◆ PAGE TEXT
________________________________________

# What kind of sealer?



## RyLuci1021 (Jul 8, 2011)

I am in the process of building a rock decoration for my aquarium. What kind of sealer should i use (or have people used) if i am using a mortar type of material on hte decoration? i dont want to use any kind of sealer and not have it work in the aquarium.


----------



## RyLuci1021 (Jul 8, 2011)

no one?


----------



## susankat (Nov 15, 2008)

Use silicone that is safe for aquariums


----------



## whitetiger61 (Aug 2, 2011)

agreed..dont use motar typy as it has lime in it..

Rick


----------



## susankat (Nov 15, 2008)

Besides you don't need to seal it. just glue it together, let it set for 48 hours and your good to go


----------



## RyLuci1021 (Jul 8, 2011)

its a diy 3d decoration made of styrofoam. i am covering it in a tinted concrete filler material. i need to seal it with something that is aquarium or pond safe. its not a real rock sculpture.


----------



## RyLuci1021 (Jul 8, 2011)

Well everyone.... I ended up using a product called "Dry-Lok" to seal it up. It is concrete pond safe and is also used a basement wall "paint". I just used the tint and mixed it in with that and simply brushed it on over the mortar I had on the decoration.

I will be posting pics soon, so keep an eye out for my post.


----------



## tetrafan01 (Sep 12, 2013)

I used aquarium safe silicone, You can buy it at about any aquarium stoor its clear. I built a rock tunnel with it


----------



## MeganV (Sep 22, 2013)

yeah home depot sells a aquarium safe silicon that is pretty generic and known to be really easy and safe.


----------

________________________________________

◆ STATED PROBLEM A
Name each distinct username that appears as a poster in the aquarium sealer thread.

________________________________________

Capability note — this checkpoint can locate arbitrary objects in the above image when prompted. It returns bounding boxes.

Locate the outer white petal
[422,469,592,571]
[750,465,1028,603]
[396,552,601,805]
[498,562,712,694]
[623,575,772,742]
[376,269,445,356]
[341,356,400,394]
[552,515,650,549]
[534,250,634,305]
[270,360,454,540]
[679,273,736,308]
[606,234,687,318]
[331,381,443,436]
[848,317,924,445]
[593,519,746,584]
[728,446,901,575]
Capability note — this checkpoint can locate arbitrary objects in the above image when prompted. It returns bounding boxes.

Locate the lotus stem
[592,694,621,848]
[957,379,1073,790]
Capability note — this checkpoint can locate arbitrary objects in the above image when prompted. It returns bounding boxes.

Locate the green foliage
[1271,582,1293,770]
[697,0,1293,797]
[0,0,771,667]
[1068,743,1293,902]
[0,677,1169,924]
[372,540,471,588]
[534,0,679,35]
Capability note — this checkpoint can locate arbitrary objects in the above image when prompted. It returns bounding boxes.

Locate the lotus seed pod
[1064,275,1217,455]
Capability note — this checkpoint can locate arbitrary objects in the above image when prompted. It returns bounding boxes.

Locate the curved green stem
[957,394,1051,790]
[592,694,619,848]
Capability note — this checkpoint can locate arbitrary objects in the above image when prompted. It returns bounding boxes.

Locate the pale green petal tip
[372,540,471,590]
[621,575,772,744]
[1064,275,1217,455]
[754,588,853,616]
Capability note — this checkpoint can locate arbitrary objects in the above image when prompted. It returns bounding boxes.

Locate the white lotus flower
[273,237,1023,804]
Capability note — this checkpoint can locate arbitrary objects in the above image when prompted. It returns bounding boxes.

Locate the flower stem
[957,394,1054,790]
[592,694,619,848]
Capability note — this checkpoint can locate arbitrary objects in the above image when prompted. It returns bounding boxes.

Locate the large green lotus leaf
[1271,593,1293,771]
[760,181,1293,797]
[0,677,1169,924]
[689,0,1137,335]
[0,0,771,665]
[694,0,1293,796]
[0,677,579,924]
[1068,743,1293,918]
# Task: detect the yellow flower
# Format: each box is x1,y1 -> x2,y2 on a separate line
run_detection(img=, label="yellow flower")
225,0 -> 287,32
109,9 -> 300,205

________________________________________

◆ STATED PROBLEM B
Reproduce the entries in the stretch from their start through the line containing "[754,588,853,616]", changing "petal" to "tepal" and leaving everything else as it stands.

◆ EXERCISE RESPONSE A
RyLuci1021
susankat
whitetiger61
tetrafan01
MeganV

◆ EXERCISE RESPONSE B
Capability note — this checkpoint can locate arbitrary objects in the above image when prompted. It returns bounding boxes.

Locate the outer white tepal
[422,469,592,571]
[750,465,1028,603]
[396,552,601,805]
[498,562,712,694]
[623,575,772,742]
[376,269,445,356]
[341,356,400,394]
[552,515,650,549]
[534,250,634,305]
[270,360,454,540]
[679,273,736,308]
[606,234,687,318]
[331,381,443,436]
[848,317,924,445]
[593,519,746,584]
[728,446,901,575]
Capability note — this checkpoint can locate arbitrary objects in the above image when prompted. It returns bounding boxes.

Locate the lotus stem
[592,694,621,848]
[957,379,1073,790]
Capability note — this checkpoint can locate arbitrary objects in the above image when prompted. It returns bounding boxes.

Locate the green foliage
[1271,582,1293,770]
[697,0,1293,797]
[0,0,771,667]
[1068,743,1293,902]
[0,677,1169,924]
[372,540,471,588]
[534,0,679,35]
Capability note — this checkpoint can locate arbitrary objects in the above image when prompted. It returns bounding boxes.

Locate the lotus seed pod
[1064,275,1217,455]
Capability note — this checkpoint can locate arbitrary objects in the above image when prompted. It returns bounding boxes.

Locate the curved green stem
[957,394,1051,790]
[592,694,619,848]
Capability note — this checkpoint can locate arbitrary objects in the above image when prompted. It returns bounding boxes.

Locate the pale green tepal tip
[372,540,471,590]
[621,575,772,744]
[1064,275,1217,455]
[754,588,853,616]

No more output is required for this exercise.